BEGIN PASSAGE FOR REVIEW

KAISER PERMANENTE: Sells North Texas Plan To Sierra
Kaiser Permanente announced Friday the sale of its 124,000-member Dallas-Ft. Worth health plan to Sierra Health Services Inc. of Las Vegas, the Dallas Morning News reports. Citing "mounting debt and declining membership" in the Texas division, which saw first quarter losses of $9 million and nearly 5,000 members over the past year, the nation's largest nonprofit insurer divested itself of a division for the first time in its history. Kaiser admitted earlier this year that "Texas consumers ... want a larger selection of doctors than [Kaiser] provides."

END PASSAGE FOR REVIEW

# ASSIGNED TASK 1
Summarize the news item on Kaiser Permanente's sale of its North Texas plan in two sentences.
# ASSIGNED TASK 2
List every organization named in the news item on Kaiser Permanente's North Texas sale.
# ASSIGNED TASK 3
Write a continuation of the news item on Kaiser Permanente's North Texas sale, starting after its final sentence.

BEGIN EXTRACTED INFORMATION

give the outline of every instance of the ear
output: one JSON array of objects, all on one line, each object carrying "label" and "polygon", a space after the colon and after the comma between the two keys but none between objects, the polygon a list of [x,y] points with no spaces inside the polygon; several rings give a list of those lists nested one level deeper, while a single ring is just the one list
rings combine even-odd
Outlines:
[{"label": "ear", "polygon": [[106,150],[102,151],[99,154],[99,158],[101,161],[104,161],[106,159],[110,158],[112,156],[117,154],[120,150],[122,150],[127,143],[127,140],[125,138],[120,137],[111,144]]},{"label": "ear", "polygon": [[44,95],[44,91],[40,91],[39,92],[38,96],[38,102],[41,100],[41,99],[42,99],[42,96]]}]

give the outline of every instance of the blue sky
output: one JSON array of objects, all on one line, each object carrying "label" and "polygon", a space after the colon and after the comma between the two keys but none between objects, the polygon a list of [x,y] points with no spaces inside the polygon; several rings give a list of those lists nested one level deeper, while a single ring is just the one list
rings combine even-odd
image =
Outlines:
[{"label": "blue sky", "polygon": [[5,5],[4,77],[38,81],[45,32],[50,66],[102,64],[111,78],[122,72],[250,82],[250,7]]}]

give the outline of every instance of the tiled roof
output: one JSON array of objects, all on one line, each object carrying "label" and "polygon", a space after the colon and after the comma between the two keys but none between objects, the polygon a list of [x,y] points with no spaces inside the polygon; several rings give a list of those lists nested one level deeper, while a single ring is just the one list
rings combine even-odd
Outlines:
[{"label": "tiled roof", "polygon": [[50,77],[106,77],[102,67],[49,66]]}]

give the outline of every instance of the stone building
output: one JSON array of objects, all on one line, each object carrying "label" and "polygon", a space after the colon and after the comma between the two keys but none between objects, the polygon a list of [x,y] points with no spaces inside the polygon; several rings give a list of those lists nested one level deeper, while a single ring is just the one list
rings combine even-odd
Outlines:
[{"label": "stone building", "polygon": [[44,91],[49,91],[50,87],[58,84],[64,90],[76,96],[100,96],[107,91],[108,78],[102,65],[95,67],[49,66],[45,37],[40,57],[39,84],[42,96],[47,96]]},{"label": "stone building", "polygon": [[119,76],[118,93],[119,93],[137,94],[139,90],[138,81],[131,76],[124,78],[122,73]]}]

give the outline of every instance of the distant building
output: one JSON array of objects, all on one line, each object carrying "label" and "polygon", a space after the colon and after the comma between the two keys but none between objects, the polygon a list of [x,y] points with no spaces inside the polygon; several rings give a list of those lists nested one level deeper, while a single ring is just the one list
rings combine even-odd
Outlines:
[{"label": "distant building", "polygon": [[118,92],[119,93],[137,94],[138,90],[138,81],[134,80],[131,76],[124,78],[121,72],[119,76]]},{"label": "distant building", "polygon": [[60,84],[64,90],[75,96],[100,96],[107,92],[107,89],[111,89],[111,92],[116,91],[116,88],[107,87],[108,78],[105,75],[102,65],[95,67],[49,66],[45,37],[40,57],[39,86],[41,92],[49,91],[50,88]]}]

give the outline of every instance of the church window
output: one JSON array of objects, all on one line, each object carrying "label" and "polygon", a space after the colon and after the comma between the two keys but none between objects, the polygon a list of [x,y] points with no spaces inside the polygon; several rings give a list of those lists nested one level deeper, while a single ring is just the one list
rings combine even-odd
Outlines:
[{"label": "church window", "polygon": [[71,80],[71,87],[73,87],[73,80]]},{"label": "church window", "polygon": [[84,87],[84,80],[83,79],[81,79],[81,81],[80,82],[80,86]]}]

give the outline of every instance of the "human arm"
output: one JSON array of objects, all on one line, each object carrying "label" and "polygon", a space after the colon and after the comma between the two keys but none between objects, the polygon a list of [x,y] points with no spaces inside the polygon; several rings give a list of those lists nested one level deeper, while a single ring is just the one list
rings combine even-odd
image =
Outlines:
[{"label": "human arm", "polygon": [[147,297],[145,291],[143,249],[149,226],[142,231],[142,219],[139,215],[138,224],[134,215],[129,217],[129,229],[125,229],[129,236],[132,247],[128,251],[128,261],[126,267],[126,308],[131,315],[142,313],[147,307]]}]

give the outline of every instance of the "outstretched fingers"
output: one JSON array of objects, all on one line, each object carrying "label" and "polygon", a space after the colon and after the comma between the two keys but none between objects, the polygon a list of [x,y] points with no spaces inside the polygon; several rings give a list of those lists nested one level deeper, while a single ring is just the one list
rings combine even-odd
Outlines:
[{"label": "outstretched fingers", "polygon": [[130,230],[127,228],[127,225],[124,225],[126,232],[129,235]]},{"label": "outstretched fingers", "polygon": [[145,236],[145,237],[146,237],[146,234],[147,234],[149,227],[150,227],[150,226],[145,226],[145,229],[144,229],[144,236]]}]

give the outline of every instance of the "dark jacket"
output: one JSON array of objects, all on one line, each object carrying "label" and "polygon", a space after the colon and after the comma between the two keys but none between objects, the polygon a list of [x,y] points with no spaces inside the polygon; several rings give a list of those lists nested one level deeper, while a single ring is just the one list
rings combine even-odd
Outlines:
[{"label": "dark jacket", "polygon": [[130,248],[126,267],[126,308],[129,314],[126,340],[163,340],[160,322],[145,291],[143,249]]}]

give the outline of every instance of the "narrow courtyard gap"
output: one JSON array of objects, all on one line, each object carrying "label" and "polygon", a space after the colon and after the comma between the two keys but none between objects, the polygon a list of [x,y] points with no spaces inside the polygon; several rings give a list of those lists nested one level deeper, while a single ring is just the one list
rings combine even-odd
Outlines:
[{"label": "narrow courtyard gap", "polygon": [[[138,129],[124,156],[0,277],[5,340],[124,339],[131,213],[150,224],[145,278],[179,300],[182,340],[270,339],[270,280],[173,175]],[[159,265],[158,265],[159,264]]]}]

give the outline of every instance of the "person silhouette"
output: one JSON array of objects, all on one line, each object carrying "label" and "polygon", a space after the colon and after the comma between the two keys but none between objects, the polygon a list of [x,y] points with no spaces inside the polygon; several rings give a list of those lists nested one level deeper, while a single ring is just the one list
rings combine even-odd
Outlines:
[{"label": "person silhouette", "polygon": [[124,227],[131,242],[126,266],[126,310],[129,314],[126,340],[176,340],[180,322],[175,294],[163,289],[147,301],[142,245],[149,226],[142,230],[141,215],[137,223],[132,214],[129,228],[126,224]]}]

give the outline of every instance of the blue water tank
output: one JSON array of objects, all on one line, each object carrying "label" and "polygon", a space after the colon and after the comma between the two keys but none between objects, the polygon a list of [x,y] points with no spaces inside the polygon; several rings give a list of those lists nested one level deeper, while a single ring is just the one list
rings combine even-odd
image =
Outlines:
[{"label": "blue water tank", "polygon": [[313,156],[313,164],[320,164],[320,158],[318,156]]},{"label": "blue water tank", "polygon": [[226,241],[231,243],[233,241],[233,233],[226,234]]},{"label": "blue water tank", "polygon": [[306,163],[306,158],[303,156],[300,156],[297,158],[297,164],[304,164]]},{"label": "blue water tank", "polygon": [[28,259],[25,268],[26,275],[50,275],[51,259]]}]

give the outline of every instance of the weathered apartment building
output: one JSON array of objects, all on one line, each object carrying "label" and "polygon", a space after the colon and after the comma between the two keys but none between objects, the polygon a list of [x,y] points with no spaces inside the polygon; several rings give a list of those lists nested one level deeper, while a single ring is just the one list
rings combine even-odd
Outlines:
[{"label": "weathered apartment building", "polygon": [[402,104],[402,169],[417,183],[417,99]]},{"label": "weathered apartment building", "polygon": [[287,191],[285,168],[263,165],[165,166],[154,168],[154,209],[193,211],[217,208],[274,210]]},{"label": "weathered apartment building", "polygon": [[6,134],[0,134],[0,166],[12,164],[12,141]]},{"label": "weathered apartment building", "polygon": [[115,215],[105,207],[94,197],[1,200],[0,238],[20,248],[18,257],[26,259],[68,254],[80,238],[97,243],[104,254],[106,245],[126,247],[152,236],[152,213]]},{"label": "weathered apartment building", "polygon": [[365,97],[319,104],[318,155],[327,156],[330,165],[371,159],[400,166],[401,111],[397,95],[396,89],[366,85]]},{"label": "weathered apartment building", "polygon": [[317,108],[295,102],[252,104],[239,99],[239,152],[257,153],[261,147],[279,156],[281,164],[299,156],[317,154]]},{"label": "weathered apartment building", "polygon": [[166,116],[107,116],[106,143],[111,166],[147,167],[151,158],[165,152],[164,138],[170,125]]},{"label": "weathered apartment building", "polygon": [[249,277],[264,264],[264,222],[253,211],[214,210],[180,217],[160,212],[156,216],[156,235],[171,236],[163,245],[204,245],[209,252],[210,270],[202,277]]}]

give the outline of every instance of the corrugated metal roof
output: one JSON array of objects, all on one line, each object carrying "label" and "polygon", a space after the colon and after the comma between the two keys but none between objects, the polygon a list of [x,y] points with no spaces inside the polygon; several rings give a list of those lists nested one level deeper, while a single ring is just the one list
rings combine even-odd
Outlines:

END EXTRACTED INFORMATION

# RESPONSE 1
Kaiser Permanente announced Friday that it was selling its 124,000-member Dallas-Ft. Worth health plan to Sierra Health Services Inc. of Las Vegas. Citing mounting debt and declining membership in the Texas division, the nation's largest nonprofit insurer divested itself of a division for the first time in its history.

# RESPONSE 2
- Kaiser Permanente
- Sierra Health Services Inc.
- Dallas Morning News

# RESPONSE 3
"Tarnished" Reputation
"[T]he target of several investigations by state regulators and dozens of medical malpractice lawsuits" since local operations began in 1979, Kaiser's Texas division "could not overcome its financial and regulatory troubles," said health care analyst Sandy Lutz of Price Waterhouse. "Sometimes an unknown quantity will have an advantage over a company whose reputation has been tarnished. ... Sierra is not the monolithic health care system that Kaiser is." Sierra already owns Houston's 18,000-member HMO Texas. Under the new deal, Sierra will take possession of both Kaiser's North Texas HMO and the Permanente Medical Association of Texas. Details of the deal, expected to be completed by October 31, will be made public at a later date (Ornstein, 5/30).